## start Text

# Grain Filler



## wayne086 (Jan 22, 2010)

Hi,
Where can I get Grain Filler,I tried Home depot,Rona,Home Hardware,I asked the clerks and they looked at me like I had 3 heads.They had no clue what I was talking about,what is the brand that I need to find for a butterscotch blonde finish on a Fender 52RI ash Tele body,I stripped to the wood but not the filler,it has a nice smooth Natural finish,but some spots lifted,it was painted black.That is why I stripped it and the paint was pretty beat up.


----------



## copperhead (May 24, 2006)

:wave:i have got the same look a few times .Benjamin Moore makes grain filler that works good it looks just like peanut butter .but i buy it at THE PAINT SHOP but its a franchise that has about 20 stores across Newfoundland .i don't say it too hard to find Benjamin products in Ottawa


----------



## dradlin (Feb 27, 2010)

www.woodessence.com


----------



## Jim DaddyO (Mar 20, 2009)

you can use shellac and I think Lee Valley carries a sandable wood grain filler.


----------



## Lab123 (May 27, 2007)

The best filler that I have found is Z-Poxy...I bought mine on E-bay...This is a great filler. Larry


----------



## Alain Moisan (Jan 16, 2010)

I use epoxy as well. (Just not Z-Poxy). Works well and the final look is wonderfull. Much better than any colored filler I've tried/seen.


----------



## wayne086 (Jan 22, 2010)

Thanks Guys,picked up grain filler at moores paints.


----------



## copperhead (May 24, 2006)

anything local works best no waiting by the mailbox just GIT-R-DONE
here on the rock almost everything i use has to be ordered
:smilie_flagge17:


----------



## Matthew (Jan 19, 2009)

Samething for me on the other rock in Victoria. It adds a lot of time to the build!


----------

## end Text

- [Goal]
Copy the grain filler thread starting at the words "I use epoxy" and stopping after "at moores paints.", swapping "epoxy" for "resin".

## start Information provided

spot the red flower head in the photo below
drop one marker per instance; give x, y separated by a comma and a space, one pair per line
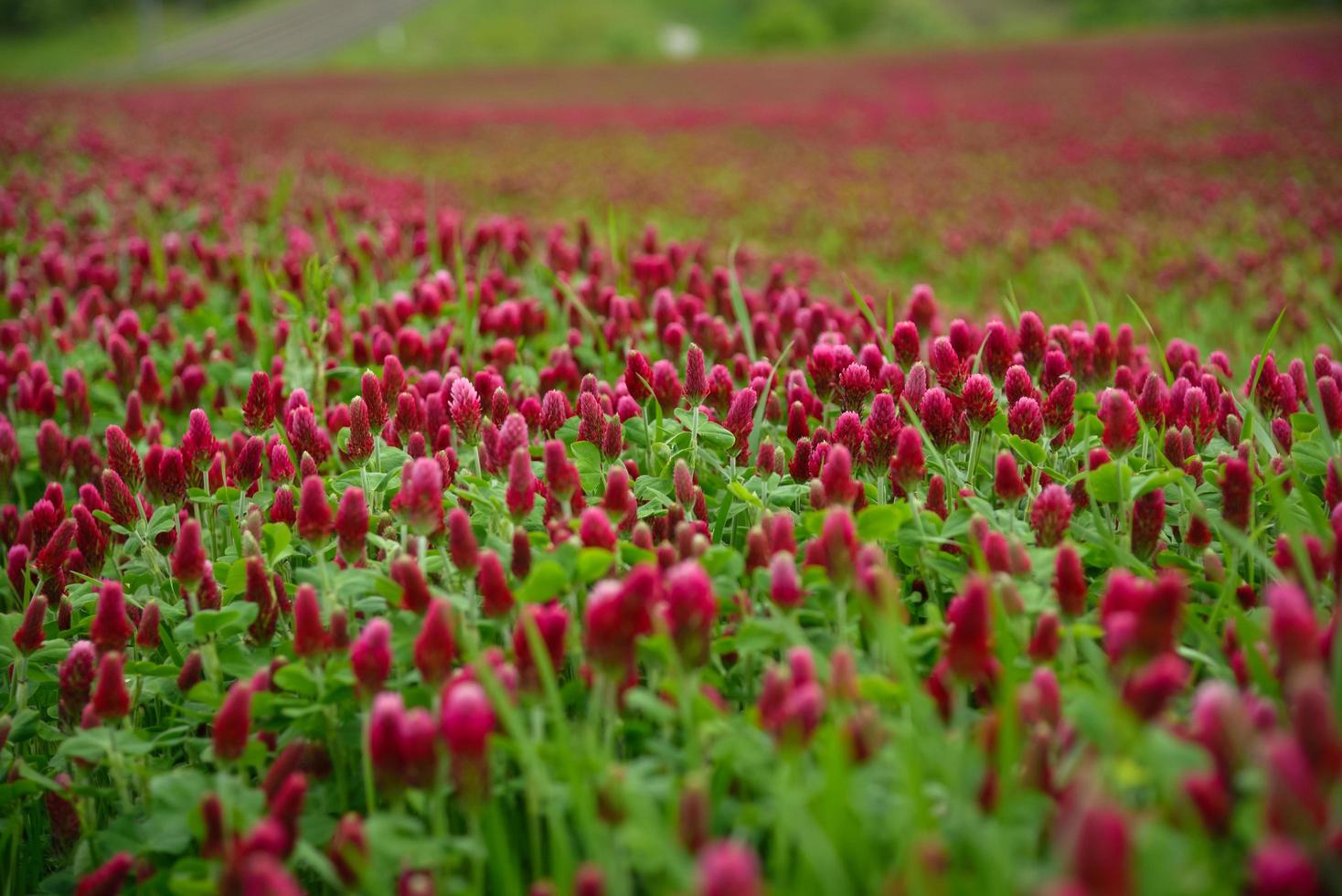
121, 503
404, 571
1279, 868
690, 611
347, 849
108, 879
1120, 417
461, 540
123, 458
696, 375
1294, 628
740, 419
466, 410
1070, 581
282, 507
552, 624
495, 596
1102, 853
521, 485
197, 445
54, 554
360, 443
30, 635
980, 400
146, 634
370, 656
435, 645
1006, 483
854, 387
315, 520
1049, 516
1060, 405
1236, 493
784, 582
595, 530
638, 376
836, 478
945, 364
281, 464
352, 523
51, 450
75, 677
189, 562
909, 464
1150, 688
728, 868
111, 628
467, 720
258, 410
905, 342
111, 700
1026, 420
309, 635
232, 723
938, 417
249, 464
969, 641
1147, 520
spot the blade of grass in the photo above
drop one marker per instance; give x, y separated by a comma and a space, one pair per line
739, 302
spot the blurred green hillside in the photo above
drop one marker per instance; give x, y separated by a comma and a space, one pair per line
534, 31
42, 39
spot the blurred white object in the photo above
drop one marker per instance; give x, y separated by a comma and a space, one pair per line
679, 42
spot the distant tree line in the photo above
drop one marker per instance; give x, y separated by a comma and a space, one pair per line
31, 16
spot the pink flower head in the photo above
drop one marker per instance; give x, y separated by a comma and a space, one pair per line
435, 645
188, 557
370, 656
690, 611
310, 637
1006, 482
1049, 516
315, 520
552, 624
492, 581
352, 525
111, 700
1026, 420
111, 628
980, 400
30, 636
258, 410
938, 417
419, 502
784, 582
1070, 581
466, 410
461, 542
908, 465
728, 868
406, 571
1120, 417
232, 723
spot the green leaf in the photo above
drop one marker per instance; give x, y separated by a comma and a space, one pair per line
593, 562
882, 522
224, 621
547, 580
1031, 451
1102, 483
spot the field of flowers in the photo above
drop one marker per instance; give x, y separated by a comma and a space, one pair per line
384, 511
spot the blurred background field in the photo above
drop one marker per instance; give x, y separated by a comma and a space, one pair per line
80, 39
1071, 153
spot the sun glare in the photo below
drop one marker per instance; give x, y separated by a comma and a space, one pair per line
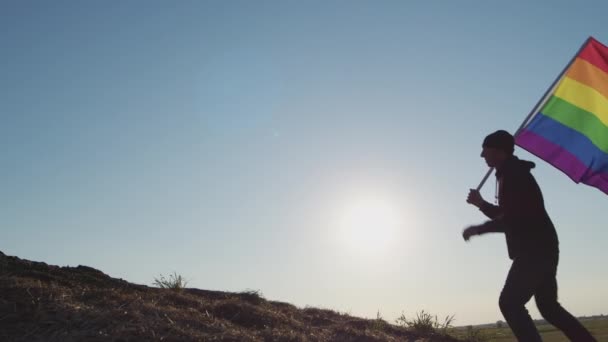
369, 225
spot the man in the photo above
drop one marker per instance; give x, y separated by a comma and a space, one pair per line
531, 242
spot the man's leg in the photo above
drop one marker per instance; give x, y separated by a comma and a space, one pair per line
554, 313
520, 286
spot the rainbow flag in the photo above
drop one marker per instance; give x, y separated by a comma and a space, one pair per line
570, 131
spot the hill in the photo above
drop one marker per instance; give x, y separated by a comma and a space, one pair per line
40, 302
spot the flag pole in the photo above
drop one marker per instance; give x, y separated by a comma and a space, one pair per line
540, 103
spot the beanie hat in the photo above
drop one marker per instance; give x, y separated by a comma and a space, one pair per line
501, 140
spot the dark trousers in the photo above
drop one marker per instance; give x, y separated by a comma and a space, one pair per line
536, 276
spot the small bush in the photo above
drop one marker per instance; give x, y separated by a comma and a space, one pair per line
426, 323
174, 281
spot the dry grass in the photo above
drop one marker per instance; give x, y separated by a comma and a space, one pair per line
39, 302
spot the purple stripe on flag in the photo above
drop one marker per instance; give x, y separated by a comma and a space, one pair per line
561, 159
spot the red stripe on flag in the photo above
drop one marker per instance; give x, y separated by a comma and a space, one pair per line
595, 53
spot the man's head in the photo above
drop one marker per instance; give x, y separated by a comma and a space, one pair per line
497, 147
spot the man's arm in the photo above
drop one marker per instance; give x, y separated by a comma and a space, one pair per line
488, 209
493, 226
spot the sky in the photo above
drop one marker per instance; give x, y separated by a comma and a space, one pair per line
319, 152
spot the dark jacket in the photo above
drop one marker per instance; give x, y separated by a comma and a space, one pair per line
521, 213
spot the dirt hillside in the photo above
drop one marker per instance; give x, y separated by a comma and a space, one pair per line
40, 302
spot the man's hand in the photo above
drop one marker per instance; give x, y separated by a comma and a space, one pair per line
475, 198
470, 231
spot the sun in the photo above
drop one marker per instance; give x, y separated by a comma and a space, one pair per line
370, 224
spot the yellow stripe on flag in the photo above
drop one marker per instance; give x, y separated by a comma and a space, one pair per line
590, 75
583, 97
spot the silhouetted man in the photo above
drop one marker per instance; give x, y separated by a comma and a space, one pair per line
531, 241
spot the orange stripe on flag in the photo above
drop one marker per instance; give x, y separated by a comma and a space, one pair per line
589, 75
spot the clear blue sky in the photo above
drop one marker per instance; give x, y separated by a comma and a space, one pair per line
230, 142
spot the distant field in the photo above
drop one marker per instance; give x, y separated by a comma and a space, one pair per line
597, 326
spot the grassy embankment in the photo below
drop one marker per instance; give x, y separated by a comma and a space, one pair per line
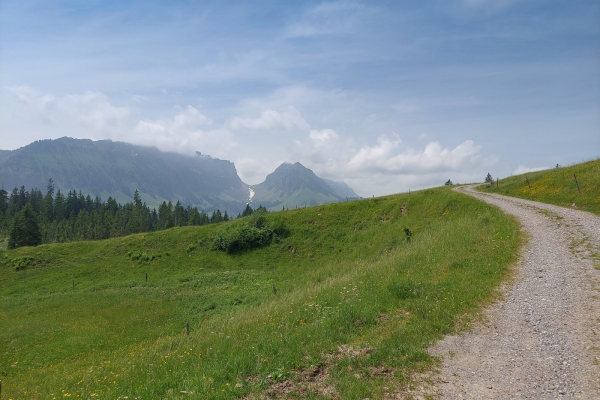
355, 309
557, 186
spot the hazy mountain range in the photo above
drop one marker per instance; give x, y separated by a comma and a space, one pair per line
105, 168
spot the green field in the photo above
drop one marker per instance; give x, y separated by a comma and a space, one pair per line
350, 312
556, 186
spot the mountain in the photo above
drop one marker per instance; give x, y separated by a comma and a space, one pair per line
105, 168
341, 189
292, 185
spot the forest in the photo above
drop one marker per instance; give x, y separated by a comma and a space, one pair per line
32, 218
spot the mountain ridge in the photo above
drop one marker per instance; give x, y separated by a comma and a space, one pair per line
105, 168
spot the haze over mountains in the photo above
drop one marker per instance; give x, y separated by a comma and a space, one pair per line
105, 168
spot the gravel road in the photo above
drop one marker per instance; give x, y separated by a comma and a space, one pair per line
542, 341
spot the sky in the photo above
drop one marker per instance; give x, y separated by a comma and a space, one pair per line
385, 96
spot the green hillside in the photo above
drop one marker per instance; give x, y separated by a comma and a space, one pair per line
344, 305
556, 186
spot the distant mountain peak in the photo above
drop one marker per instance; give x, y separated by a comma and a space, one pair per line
292, 185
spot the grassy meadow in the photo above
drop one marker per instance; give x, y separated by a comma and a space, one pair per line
343, 306
557, 186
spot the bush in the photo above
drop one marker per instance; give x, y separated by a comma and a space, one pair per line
242, 238
256, 232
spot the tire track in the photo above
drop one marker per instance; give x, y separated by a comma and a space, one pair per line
543, 340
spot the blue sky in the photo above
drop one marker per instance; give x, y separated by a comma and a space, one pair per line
383, 95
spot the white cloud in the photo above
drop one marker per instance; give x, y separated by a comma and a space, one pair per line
184, 133
88, 110
406, 107
325, 19
389, 157
522, 169
272, 120
388, 166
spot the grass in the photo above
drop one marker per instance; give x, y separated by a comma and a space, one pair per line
557, 186
356, 304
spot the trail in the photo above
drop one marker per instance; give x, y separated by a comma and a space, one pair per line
542, 341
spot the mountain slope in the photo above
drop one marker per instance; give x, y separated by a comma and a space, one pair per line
105, 168
292, 185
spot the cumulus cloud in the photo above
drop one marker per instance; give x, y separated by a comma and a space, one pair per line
388, 156
389, 166
90, 109
184, 133
522, 169
272, 120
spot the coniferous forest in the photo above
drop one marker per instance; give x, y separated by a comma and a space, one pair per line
32, 218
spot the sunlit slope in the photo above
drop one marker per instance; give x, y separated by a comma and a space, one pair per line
557, 186
342, 307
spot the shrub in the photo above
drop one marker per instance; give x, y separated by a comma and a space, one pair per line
256, 232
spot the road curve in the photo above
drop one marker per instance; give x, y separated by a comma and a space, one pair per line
542, 341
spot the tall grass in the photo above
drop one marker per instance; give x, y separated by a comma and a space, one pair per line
355, 309
557, 186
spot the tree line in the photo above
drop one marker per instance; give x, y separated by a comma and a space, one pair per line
31, 218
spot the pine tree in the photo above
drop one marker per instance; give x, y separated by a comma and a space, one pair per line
25, 230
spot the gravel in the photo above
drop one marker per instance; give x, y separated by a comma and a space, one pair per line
542, 341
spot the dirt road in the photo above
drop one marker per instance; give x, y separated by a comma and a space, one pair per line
543, 340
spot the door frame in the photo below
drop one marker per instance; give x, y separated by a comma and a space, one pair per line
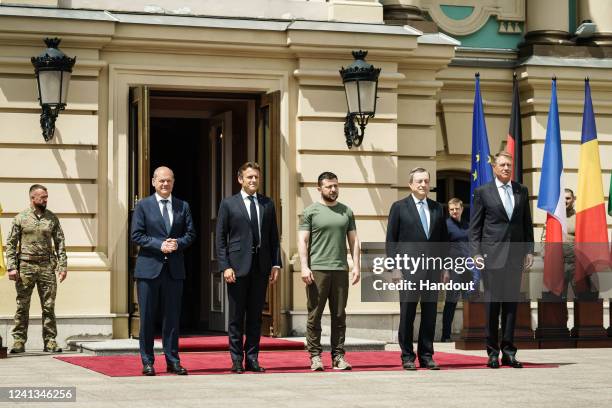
271, 315
113, 174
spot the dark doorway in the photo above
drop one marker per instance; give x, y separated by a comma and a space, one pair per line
180, 145
203, 137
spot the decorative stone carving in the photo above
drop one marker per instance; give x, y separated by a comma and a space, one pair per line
504, 10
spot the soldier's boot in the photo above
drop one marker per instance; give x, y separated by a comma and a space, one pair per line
52, 347
18, 347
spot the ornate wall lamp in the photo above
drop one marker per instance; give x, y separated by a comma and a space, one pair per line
53, 70
361, 87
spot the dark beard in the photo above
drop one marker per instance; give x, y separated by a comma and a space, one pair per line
329, 199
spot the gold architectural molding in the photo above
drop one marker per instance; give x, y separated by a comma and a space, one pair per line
505, 10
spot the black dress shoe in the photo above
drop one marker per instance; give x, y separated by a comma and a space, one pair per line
237, 367
429, 364
148, 370
511, 361
253, 365
493, 362
409, 365
176, 369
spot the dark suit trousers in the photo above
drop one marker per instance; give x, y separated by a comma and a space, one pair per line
168, 291
427, 330
502, 290
246, 299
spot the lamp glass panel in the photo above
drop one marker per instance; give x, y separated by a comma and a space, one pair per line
65, 82
367, 92
49, 87
352, 96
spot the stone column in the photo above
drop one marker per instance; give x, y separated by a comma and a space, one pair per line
600, 13
547, 22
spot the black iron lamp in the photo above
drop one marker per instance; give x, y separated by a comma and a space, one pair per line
53, 70
361, 87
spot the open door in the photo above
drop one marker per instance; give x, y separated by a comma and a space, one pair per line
139, 186
220, 139
268, 155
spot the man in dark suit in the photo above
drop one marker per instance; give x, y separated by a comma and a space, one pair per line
414, 222
163, 229
501, 235
458, 241
248, 252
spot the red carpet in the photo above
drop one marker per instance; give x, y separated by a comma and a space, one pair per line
275, 362
220, 343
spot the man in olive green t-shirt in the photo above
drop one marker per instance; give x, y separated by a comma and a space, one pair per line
325, 228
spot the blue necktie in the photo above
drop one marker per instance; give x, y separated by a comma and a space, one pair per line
254, 222
166, 215
507, 200
423, 218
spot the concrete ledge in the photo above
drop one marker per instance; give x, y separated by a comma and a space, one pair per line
68, 329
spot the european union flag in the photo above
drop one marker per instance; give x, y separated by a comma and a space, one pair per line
482, 172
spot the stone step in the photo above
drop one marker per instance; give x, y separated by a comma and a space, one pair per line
130, 346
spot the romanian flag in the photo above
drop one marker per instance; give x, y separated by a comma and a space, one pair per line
2, 264
591, 228
514, 143
551, 199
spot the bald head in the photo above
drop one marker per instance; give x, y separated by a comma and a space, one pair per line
163, 181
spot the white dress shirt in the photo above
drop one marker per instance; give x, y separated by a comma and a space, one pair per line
247, 204
425, 207
168, 204
502, 193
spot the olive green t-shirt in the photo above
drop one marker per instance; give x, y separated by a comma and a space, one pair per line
328, 228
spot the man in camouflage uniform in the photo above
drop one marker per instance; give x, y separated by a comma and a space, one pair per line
35, 250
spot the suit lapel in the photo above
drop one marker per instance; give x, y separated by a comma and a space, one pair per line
242, 207
176, 211
495, 193
516, 191
431, 216
261, 212
157, 212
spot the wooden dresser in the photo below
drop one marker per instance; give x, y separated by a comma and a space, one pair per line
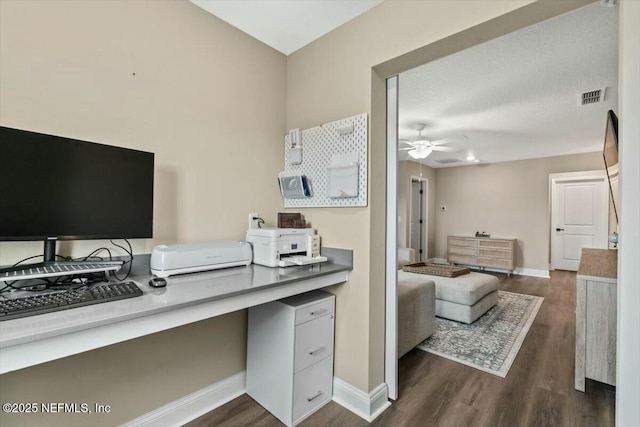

## end Information provided

- [Worked answer]
I use resin as well. (Just not Z-Poxy). Works well and the final look is wonderfull. Much better than any colored filler I've tried/seen.


----------



## wayne086 (Jan 22, 2010)

Thanks Guys,picked up grain filler at moores paints.